Exercise directions:
Count the lines in the records below that contain the word "part". Give only the number.

Entries supplied:
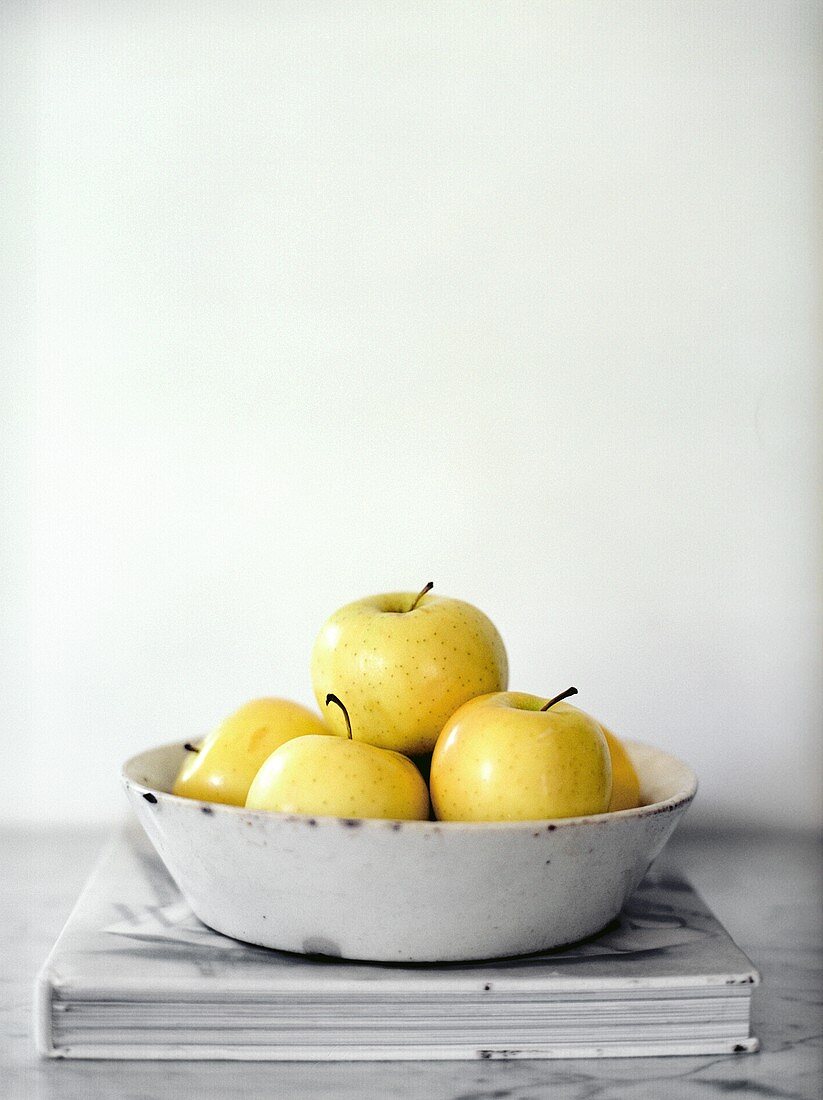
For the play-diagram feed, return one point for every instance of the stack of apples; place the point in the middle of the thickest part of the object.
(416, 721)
* * *
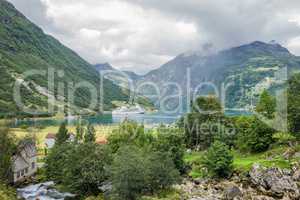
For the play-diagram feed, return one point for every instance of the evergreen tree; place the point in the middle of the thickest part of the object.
* * *
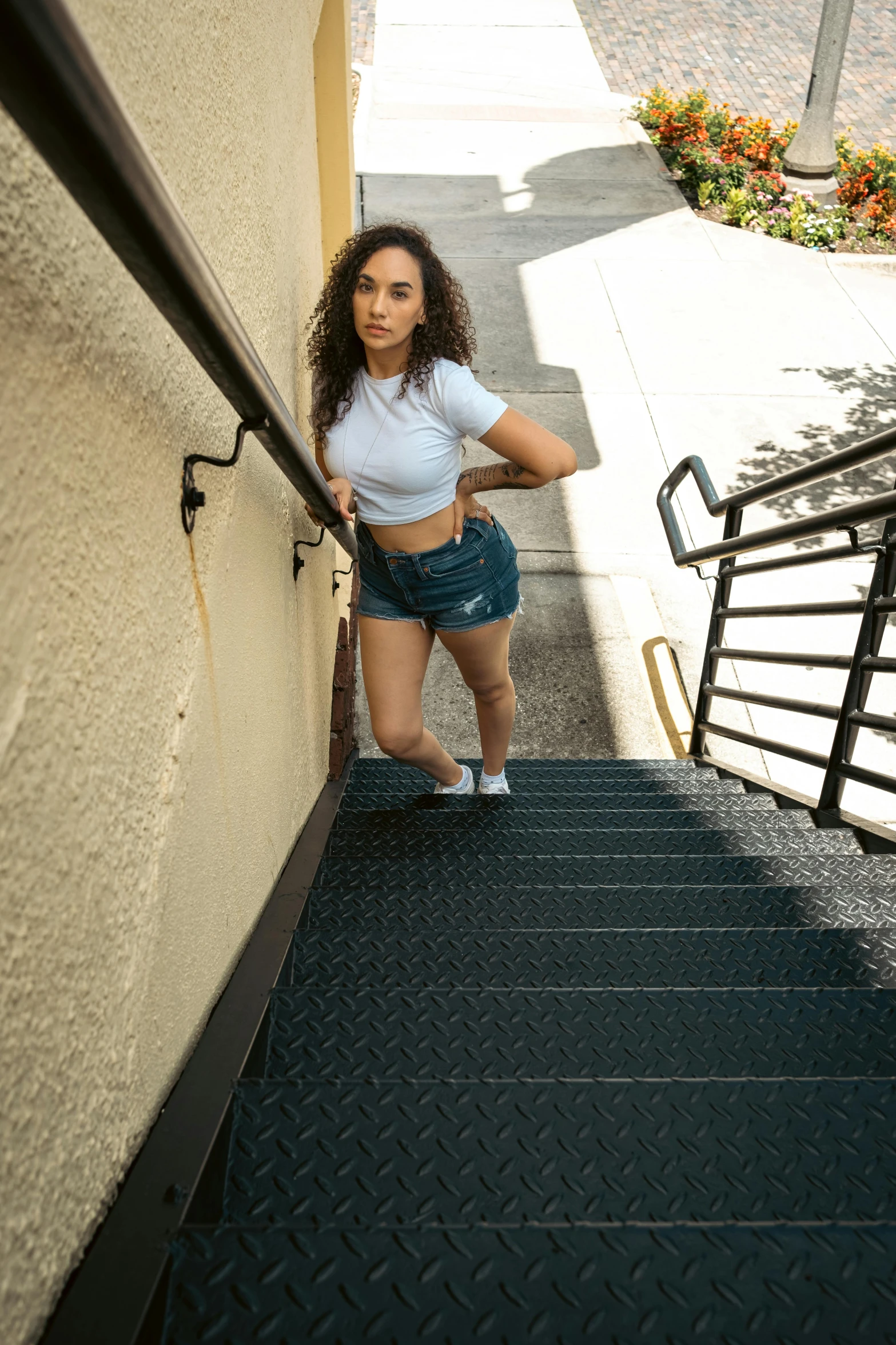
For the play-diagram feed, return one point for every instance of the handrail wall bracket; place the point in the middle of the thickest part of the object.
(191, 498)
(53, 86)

Solution:
3